**Page text**

===============

My health visitor once spent forty-five minutes explaining the supposedly best angle an infant should sleep at, which sounded incredibly scientific until I realised she was mostly just guessing based on a photocopied pamphlet from six years ago. The science of keeping infants alive seems to fluctuate wildly depending on which expert you ask on what day of the week, but the internet commenters? They never waver. They're absolute in their judgment.
If you post a picture of a beautiful, sustainably sourced swaddle, and there happens to be a loose blanket within a three-mile radius of the cot, the pitchforks come out instantly. Companies know this, which means if you're representing them, you can't just chuck a blanket over your baby and snap a quick picture. You have to meticulously stage the environment to perfectly align with whatever the current safe sleep guidelines are, stripping the cot bare until it looks less like a cosy nursery and more like a minimalist holding cell at a very trendy police station.
Kids as tiny corporate representatives
This is the part of the whole gig I still struggle to wrap my head around.
Posting a picture of a buggy is one thing, but dragging your toddler into the mix is entirely another. There's a whole subculture of child representation where parents are essentially acting as full-time talent agents for their eighteen-month-olds. You see these kids staring blankly into ring lights, wearing sustainably sourced mustard-yellow dungarees, while their mother wildly waves a squeaky toy behind the camera to get them to smile. It feels deeply weird. Statutory maternity pay in this country is an absolute joke, and if posting a cute video of your kid eating a carrot puff pays the gas bill, fair play to you, but the ethical gymnastics required to monetise your child's milestones is exhausting to witness. The line gets incredibly blurry when your toddler's potty training journey is suddenly sponsored by an eco-friendly wipe company.
The rules around this are supposed to protect the kids, with platform age restrictions and vague child labour laws that attempt to catch up with the digital age, but honestly, trying to force a two-year-old to enthusiastically engage with an eco-friendly wooden block when they'd rather be licking the television screen is an exercise in utter futility. If you think a toddler is going to follow your creative brief, you're entirely delusional.

===============

**Problem requirements**
In the page text, how long did the health visitor spend explaining the supposed best angle for an infant to sleep at?

**Source data**
===============

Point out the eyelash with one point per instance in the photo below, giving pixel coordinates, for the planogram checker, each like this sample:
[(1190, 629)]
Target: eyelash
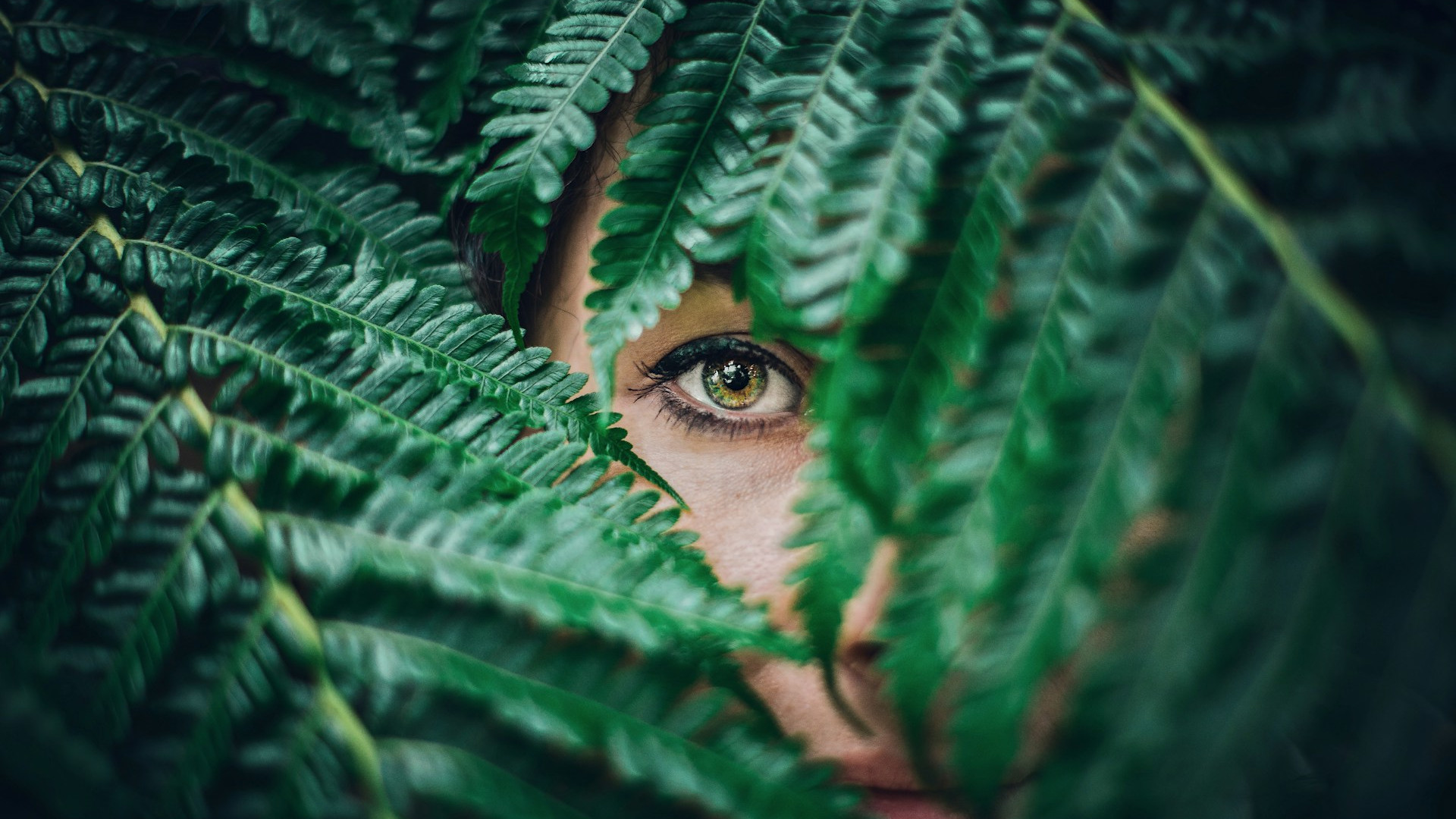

===============

**Exercise result**
Forty-five minutes.